Stated task A: Rewrite the paragraph of the forum post that begins "I've cooked several pork ribs" as a short bulleted list that keeps its main facts.

____________________

# Pork ribs not coming up to 190-200 internal temp?



## John Goostree (Mar 3, 2019)

I've cooked several pork ribs on my Masterbuilt electric smoker. I have been doing the ribs at 230 degrees for about 4 hours and 15 minutes and they have come out nicely as they looked to me. Last night I decided to check the internal temp as I have read when they are 190-200 they are done. After cooking at 225 for about 4 hours 15 minutes the ribs were about 172 and doing the lift test (Lifting in the middle) the ribs didn't really want to break apart so I figured they are not done. I put them back in the smoker for another hour at about 245 degrees and the internal temp still not coming about 175. I sliced and ate them then and while the fattest ribs were nicely cooked most of the medium to smaller ribs were a bit dry to me. They did have a really nice pull and weren't falling off the bone but they were kind of dry.

So my questions are why isn't the internal temp of the ribs coming about 175? Am I not cooking long enough? Also, why are most of the ribs on the dry side if they aren't coming up to the 190-200 that is supposed to be the finished internal temp of ribs? Should I wrap my ribs after a few hours to keep the meat from going dry but cook longer to get the internal temp up? (Wasn't just the internal temp, the ribs also weren't passing the lift test where you pick them up in the middle and it starts to break apart)

____________________

Stated task B: Gather every line of the listing below that contains the word "jacket".

____________________

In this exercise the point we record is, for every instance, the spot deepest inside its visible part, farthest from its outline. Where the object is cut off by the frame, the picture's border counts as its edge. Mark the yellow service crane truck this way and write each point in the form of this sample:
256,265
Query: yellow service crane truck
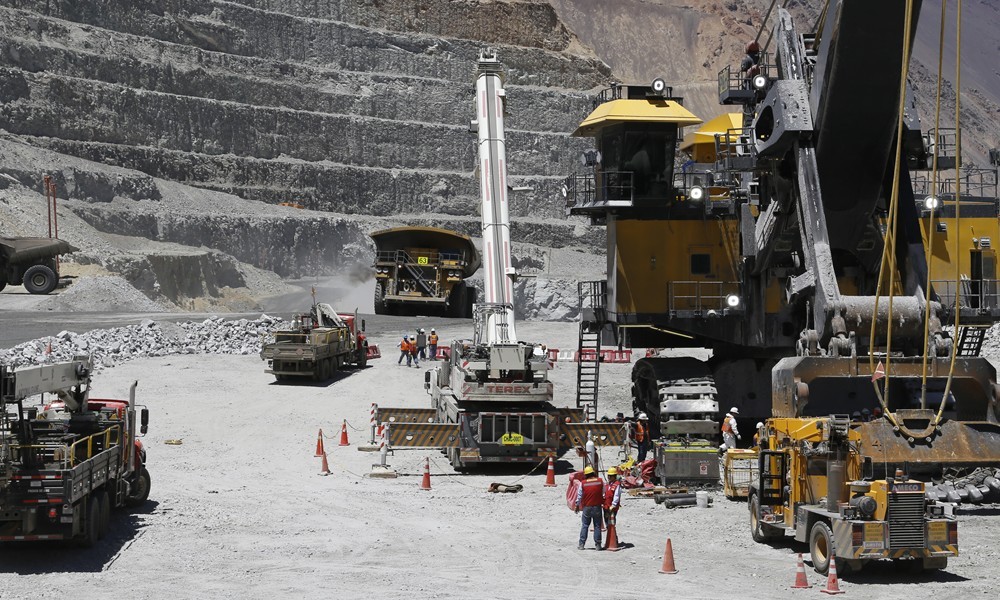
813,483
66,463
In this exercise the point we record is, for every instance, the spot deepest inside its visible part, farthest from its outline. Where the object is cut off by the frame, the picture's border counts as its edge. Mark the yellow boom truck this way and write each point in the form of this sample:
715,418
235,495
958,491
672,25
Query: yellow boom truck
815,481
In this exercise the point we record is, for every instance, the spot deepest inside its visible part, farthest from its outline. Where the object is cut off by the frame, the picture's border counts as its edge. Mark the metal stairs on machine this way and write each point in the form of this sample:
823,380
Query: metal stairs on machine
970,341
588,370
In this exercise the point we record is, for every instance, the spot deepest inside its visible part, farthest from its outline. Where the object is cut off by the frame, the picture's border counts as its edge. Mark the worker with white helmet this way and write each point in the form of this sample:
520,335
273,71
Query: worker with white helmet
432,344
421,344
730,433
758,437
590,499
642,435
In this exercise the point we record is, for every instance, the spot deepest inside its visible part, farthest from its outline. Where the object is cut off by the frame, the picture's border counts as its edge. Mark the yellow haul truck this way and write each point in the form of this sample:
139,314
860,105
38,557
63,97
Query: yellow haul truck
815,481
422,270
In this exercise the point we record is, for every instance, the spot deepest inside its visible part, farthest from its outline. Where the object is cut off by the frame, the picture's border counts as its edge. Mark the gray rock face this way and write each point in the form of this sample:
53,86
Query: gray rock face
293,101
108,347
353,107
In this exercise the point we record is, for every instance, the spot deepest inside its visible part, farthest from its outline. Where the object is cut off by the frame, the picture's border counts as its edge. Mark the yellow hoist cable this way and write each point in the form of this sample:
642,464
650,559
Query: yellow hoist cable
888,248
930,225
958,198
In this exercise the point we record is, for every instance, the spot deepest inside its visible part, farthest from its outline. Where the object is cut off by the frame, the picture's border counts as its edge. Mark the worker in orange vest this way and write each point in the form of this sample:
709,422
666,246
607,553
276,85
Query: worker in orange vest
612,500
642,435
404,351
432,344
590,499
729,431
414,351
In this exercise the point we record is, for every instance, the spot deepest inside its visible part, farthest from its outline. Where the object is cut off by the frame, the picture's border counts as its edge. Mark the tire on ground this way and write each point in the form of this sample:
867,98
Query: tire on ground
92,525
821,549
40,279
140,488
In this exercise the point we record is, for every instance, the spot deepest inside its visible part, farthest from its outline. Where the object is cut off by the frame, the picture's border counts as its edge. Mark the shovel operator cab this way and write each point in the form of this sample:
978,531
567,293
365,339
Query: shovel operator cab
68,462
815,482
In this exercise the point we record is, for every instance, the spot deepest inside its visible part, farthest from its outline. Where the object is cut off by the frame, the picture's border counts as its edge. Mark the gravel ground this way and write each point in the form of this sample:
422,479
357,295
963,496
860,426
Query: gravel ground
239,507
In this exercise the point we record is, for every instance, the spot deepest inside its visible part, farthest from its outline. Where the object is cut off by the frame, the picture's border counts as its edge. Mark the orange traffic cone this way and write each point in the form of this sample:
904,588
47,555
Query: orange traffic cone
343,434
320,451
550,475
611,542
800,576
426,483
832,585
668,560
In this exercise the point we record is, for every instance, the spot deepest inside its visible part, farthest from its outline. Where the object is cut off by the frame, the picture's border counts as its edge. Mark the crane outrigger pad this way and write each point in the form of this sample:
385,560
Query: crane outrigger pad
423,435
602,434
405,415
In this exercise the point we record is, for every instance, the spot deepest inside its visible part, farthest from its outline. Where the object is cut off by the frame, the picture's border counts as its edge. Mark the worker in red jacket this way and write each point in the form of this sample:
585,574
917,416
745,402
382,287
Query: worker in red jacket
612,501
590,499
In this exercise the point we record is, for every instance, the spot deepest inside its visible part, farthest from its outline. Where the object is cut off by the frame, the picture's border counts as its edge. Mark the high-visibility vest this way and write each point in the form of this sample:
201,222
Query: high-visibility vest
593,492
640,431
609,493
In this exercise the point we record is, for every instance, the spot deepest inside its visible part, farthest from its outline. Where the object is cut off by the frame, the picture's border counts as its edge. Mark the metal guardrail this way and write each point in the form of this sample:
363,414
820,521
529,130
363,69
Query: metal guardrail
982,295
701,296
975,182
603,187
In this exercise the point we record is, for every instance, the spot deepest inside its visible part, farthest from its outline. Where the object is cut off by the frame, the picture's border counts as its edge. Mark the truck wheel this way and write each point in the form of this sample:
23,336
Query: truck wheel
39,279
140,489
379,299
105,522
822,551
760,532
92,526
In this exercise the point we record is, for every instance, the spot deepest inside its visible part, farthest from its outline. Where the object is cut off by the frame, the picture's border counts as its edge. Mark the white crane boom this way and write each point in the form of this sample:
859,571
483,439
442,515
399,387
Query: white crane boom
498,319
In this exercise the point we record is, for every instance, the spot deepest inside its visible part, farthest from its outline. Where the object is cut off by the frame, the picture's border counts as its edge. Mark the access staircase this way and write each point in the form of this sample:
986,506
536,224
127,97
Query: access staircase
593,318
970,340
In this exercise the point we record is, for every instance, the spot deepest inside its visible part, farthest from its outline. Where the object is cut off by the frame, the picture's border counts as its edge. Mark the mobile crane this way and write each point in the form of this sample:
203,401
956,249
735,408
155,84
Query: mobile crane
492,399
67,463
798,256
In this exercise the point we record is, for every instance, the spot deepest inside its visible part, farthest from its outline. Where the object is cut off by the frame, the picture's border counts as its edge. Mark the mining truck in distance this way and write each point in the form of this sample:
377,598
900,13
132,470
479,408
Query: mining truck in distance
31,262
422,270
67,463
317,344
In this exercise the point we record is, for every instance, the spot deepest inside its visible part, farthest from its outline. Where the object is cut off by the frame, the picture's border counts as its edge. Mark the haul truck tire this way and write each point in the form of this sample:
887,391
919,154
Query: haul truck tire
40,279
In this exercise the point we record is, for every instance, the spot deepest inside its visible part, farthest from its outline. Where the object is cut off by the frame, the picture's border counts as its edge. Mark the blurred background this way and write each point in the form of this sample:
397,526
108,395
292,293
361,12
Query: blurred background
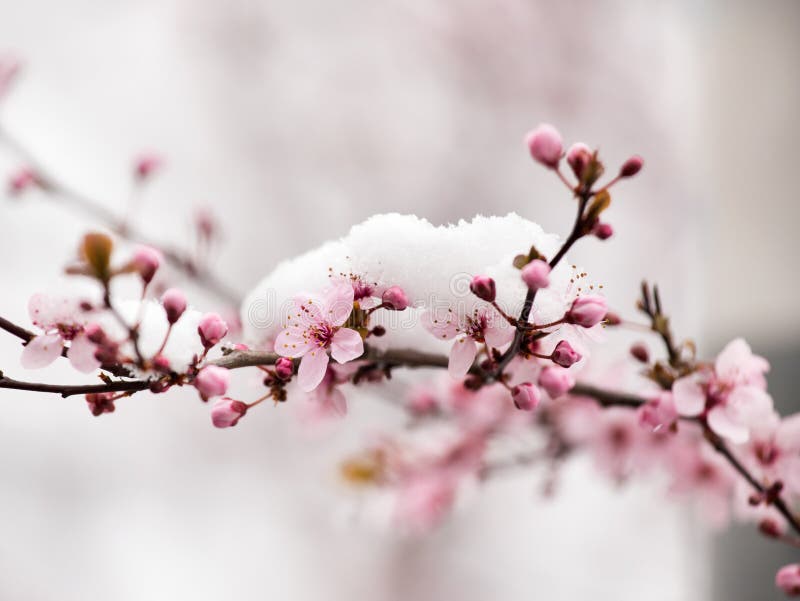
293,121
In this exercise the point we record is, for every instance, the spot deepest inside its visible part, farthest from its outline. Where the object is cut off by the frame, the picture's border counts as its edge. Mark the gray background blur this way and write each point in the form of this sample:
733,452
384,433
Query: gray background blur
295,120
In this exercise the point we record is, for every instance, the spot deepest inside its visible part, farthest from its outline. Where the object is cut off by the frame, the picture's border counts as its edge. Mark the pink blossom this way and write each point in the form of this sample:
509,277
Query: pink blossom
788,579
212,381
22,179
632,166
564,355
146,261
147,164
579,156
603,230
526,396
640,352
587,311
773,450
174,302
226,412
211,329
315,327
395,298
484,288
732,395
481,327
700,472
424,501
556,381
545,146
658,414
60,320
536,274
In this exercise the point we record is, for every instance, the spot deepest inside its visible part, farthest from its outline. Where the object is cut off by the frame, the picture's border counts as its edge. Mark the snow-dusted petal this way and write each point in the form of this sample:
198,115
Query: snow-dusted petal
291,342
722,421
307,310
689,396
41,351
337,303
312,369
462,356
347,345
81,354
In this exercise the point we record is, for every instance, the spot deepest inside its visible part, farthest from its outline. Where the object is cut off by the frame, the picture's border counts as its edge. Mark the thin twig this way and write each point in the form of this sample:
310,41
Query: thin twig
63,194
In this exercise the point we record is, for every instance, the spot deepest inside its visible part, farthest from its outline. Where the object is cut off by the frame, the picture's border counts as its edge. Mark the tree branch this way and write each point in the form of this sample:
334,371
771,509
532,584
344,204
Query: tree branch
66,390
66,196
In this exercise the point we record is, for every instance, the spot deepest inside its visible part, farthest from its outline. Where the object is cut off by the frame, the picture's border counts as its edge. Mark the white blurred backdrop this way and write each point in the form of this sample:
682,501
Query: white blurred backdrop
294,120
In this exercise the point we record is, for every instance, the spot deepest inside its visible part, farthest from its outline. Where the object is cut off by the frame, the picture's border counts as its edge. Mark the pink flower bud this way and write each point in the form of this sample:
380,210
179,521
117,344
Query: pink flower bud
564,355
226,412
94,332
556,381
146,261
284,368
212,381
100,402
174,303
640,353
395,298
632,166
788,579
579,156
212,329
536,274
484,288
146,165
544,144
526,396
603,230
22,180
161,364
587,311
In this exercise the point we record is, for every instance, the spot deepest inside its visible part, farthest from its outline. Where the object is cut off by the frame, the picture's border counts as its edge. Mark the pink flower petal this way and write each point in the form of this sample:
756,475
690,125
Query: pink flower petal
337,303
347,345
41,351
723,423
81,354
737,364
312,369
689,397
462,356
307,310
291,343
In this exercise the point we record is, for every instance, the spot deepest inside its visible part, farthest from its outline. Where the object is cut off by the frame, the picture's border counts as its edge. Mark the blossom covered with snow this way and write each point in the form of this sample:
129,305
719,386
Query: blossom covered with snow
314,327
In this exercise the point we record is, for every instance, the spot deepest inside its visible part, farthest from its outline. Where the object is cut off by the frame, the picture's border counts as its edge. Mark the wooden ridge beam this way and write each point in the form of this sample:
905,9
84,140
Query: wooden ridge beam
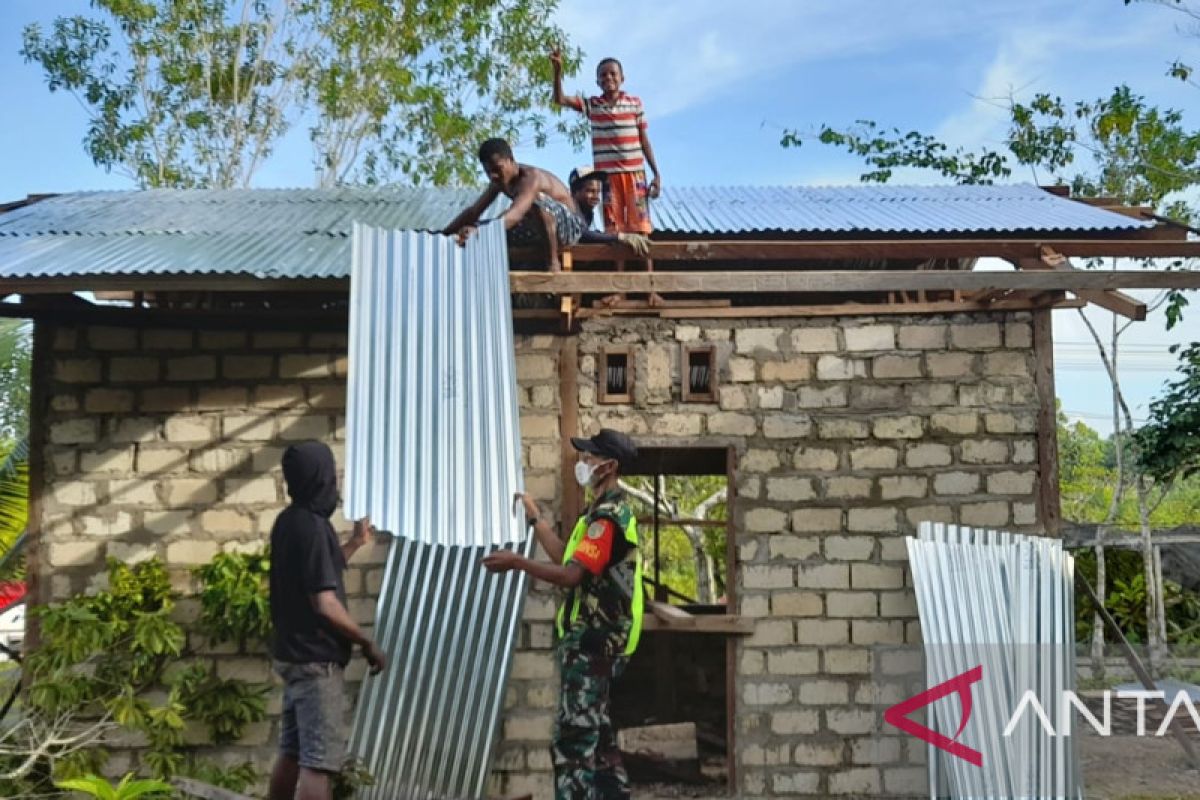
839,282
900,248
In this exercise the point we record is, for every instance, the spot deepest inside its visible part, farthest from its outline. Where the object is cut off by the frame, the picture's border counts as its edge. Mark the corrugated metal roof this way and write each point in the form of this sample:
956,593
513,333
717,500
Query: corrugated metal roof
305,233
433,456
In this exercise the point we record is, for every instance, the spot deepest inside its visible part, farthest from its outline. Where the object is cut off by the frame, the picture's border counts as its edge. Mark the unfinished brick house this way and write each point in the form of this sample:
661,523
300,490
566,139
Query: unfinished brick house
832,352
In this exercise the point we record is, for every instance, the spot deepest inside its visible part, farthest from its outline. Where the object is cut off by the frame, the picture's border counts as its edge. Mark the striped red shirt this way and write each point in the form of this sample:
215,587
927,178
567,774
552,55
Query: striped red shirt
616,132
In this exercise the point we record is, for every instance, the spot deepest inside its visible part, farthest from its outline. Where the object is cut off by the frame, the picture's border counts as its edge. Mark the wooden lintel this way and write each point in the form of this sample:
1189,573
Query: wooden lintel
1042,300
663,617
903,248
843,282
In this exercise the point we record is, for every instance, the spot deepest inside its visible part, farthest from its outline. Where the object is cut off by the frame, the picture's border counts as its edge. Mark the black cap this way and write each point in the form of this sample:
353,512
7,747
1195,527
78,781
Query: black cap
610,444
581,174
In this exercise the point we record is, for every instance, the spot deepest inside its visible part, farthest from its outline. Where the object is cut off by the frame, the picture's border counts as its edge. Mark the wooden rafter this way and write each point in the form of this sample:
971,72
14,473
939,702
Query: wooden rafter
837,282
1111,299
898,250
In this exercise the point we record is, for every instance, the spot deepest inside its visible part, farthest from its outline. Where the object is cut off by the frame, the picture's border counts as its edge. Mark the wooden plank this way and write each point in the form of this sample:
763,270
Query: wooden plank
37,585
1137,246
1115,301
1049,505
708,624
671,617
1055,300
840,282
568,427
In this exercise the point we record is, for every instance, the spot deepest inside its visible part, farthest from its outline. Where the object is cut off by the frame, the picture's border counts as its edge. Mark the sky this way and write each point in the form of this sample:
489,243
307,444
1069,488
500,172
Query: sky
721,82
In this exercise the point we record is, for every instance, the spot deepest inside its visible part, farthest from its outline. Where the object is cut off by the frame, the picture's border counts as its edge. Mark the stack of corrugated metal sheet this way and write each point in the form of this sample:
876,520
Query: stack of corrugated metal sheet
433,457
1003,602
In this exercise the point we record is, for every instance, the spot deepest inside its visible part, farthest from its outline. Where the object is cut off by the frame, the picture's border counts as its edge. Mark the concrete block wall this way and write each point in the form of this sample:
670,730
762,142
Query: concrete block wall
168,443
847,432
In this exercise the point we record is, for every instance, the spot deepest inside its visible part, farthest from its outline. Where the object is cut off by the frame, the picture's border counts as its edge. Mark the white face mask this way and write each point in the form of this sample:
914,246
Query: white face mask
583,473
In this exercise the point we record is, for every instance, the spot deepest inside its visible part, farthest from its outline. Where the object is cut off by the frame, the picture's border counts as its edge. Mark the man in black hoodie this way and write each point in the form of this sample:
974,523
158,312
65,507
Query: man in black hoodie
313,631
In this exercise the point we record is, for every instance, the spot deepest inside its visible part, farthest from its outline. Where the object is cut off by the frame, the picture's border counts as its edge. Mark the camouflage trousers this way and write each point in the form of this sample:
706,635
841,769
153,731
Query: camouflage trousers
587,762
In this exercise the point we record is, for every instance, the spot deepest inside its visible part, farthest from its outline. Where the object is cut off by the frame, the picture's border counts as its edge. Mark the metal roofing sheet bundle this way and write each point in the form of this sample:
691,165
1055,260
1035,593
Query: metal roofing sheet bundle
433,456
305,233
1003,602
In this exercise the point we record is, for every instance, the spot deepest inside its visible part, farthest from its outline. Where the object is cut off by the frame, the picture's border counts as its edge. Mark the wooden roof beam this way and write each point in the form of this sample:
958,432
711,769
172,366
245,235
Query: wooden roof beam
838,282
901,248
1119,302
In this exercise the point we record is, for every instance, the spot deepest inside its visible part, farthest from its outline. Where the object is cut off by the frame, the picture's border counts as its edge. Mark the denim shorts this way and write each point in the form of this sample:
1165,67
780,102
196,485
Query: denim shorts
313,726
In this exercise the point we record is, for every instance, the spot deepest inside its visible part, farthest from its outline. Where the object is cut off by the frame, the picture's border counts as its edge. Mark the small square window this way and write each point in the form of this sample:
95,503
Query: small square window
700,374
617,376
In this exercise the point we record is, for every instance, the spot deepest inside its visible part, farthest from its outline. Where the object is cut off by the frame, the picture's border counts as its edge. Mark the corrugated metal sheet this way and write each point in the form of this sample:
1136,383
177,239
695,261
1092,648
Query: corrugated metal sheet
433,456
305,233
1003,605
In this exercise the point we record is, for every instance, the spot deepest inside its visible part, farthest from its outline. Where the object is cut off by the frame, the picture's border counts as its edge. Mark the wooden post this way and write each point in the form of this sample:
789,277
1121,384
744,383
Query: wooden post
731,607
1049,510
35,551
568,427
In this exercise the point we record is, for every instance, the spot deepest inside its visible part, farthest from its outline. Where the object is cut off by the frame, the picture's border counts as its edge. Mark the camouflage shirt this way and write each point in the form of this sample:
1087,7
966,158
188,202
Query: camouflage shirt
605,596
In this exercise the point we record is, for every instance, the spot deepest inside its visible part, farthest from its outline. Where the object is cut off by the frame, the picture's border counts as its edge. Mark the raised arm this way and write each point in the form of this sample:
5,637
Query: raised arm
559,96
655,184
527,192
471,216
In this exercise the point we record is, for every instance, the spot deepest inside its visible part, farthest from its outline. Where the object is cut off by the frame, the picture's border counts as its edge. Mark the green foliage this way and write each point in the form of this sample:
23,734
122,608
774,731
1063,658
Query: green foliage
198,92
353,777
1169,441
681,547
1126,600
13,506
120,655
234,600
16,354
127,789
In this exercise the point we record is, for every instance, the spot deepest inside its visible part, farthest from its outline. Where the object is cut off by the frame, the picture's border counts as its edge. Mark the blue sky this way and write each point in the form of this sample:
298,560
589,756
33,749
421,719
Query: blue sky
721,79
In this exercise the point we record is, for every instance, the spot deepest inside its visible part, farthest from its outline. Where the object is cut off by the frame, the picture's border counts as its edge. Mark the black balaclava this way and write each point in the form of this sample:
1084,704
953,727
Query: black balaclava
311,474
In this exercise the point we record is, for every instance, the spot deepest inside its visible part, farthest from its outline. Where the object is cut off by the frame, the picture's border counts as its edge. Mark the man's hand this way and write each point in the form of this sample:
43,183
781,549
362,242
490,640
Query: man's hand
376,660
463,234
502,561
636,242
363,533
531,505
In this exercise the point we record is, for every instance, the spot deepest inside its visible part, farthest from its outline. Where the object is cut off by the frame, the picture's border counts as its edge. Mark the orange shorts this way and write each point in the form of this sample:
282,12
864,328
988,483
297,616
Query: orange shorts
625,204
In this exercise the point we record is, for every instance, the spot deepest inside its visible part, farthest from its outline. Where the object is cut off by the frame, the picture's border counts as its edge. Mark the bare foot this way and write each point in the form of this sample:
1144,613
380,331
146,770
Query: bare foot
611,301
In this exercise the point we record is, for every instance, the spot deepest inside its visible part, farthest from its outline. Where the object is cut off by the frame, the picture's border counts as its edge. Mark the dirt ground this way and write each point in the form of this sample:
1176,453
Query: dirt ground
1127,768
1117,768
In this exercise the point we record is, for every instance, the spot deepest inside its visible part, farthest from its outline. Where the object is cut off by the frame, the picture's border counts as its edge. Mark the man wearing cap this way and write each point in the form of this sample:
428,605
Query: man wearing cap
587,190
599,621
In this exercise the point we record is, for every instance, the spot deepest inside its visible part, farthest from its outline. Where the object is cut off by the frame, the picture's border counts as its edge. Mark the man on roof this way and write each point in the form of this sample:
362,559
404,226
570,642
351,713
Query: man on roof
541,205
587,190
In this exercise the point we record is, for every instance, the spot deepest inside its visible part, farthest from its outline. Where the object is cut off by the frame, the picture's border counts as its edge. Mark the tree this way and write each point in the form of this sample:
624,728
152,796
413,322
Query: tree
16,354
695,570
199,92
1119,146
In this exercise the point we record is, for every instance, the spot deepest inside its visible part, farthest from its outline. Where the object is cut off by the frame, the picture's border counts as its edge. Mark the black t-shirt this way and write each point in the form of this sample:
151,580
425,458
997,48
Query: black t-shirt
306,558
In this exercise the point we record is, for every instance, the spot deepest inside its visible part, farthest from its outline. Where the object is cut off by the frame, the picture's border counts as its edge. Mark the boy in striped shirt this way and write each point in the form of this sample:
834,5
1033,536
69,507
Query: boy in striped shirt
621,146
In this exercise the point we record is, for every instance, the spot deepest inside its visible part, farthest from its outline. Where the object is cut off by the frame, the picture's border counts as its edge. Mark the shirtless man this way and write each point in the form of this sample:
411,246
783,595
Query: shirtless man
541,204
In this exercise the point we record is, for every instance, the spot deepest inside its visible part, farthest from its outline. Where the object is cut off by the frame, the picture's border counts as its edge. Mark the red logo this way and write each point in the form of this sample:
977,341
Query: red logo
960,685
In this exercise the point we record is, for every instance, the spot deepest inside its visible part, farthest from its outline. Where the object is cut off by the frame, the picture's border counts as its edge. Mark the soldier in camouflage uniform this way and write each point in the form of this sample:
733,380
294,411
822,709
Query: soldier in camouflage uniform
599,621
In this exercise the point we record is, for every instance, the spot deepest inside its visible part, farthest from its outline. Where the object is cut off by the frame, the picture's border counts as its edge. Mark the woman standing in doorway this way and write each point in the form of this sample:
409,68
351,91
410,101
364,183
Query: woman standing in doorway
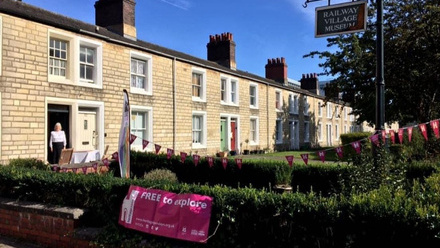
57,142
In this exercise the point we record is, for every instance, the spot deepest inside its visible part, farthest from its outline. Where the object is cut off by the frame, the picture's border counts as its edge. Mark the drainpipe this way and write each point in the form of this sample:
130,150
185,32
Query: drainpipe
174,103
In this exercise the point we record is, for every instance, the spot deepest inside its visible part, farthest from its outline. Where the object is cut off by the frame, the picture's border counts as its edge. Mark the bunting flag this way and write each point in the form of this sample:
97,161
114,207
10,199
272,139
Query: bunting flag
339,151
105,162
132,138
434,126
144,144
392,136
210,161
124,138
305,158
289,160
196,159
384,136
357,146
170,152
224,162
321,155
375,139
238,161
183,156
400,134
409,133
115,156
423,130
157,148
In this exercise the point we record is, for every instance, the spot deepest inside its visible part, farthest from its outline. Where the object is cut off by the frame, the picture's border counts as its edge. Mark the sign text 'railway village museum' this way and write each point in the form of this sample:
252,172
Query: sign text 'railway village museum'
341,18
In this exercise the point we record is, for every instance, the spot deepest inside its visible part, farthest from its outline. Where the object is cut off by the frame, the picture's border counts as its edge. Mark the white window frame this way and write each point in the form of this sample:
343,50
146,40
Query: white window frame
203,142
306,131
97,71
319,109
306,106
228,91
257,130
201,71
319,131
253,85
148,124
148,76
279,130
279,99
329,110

____________________

Right answer A:
- Several batches of pork ribs were cooked in a Masterbuilt electric smoker at 230 degrees for about 4 hours 15 minutes and looked good.
- Last night the internal temperature was checked, since ribs are said to be done at 190–200.
- After about 4 hours 15 minutes at 225, the ribs were about 172 and did not break apart in the lift test, so they seemed undone.
- Another hour at about 245 left the internal temperature around 175.
- Once sliced, the fattest ribs were nicely cooked, but most medium and smaller ribs were a bit dry. They pulled nicely and weren't falling off the bone.

Right answer B:
In this exercise the point we record is, for every instance, the spot deepest inside its visible part, farthest from its outline. Where the object is cut off by the frame, the picture's border counts as its edge. Mark the worker in red jacket this way and write each point in the form of this sample:
Query: worker in red jacket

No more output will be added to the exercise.